WHAT IS NEEDED – Output as a JSON list of strings the lines of the data, starting with the first line and going on through the line that contains "column 377, row 269", with one string per line and blank lines left out.

SUPPLIED RECORDS –
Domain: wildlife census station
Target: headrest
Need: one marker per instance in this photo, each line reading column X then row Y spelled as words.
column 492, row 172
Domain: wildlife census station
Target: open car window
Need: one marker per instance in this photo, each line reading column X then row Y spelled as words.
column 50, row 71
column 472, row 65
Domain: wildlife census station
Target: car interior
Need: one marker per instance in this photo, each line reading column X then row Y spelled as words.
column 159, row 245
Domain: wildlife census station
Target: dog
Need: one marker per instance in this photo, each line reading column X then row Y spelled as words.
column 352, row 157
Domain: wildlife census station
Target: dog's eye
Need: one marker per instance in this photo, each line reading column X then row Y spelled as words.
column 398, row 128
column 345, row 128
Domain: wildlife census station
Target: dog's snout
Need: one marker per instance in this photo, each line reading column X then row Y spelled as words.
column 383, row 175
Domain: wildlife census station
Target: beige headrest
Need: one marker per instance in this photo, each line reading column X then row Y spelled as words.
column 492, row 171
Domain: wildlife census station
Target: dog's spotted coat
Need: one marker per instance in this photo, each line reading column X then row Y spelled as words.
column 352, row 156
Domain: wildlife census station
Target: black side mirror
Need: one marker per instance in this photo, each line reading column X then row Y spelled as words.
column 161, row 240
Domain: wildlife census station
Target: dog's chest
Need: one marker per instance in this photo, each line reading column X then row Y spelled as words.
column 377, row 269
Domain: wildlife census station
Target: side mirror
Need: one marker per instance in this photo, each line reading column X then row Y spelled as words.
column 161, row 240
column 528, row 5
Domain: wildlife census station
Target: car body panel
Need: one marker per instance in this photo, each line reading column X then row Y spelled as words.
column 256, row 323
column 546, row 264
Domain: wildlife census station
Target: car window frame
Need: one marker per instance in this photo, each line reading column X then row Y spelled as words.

TASK RESULT –
[
  "Domain: wildlife census station",
  "Target: headrest",
  "Need: one marker per instance in this photo, each line reading column X then row Y spelled as words.",
  "column 492, row 172",
  "Domain: wildlife census station",
  "Target: open car window",
  "Need: one marker per instance in this photo, each line reading column X then row Y spelled as words.",
  "column 50, row 71",
  "column 472, row 65",
  "Domain: wildlife census station",
  "Target: car interior",
  "Need: one marker per instance in this photo, each line reading column X then row Y spelled as words.",
  "column 159, row 245",
  "Domain: wildlife census station",
  "Target: dog",
  "Need: one marker per instance in this photo, each line reading column X then row Y spelled as words.",
  "column 352, row 157",
  "Domain: wildlife census station",
  "Target: dog's eye",
  "Need: one marker per instance in this photo, each line reading column X then row Y spelled as words.",
  "column 398, row 128",
  "column 345, row 128",
  "Domain: wildlife census station",
  "Target: dog's snout",
  "Need: one marker per instance in this photo, each line reading column X then row Y spelled as words.",
  "column 383, row 175",
  "Domain: wildlife census station",
  "Target: beige headrest",
  "Need: one marker per instance in this photo, each line reading column X then row Y spelled as words.",
  "column 492, row 171",
  "Domain: wildlife census station",
  "Target: dog's spotted coat",
  "Need: one marker per instance in this photo, each line reading column X then row Y spelled as words.",
  "column 352, row 156",
  "Domain: wildlife census station",
  "Target: black side mirror",
  "Need: one marker per instance in this photo, each line reading column X then row Y spelled as words.",
  "column 161, row 240",
  "Domain: wildlife census station",
  "Target: dog's chest",
  "Need: one marker per instance in this photo, each line reading column X then row Y spelled as words.",
  "column 377, row 269"
]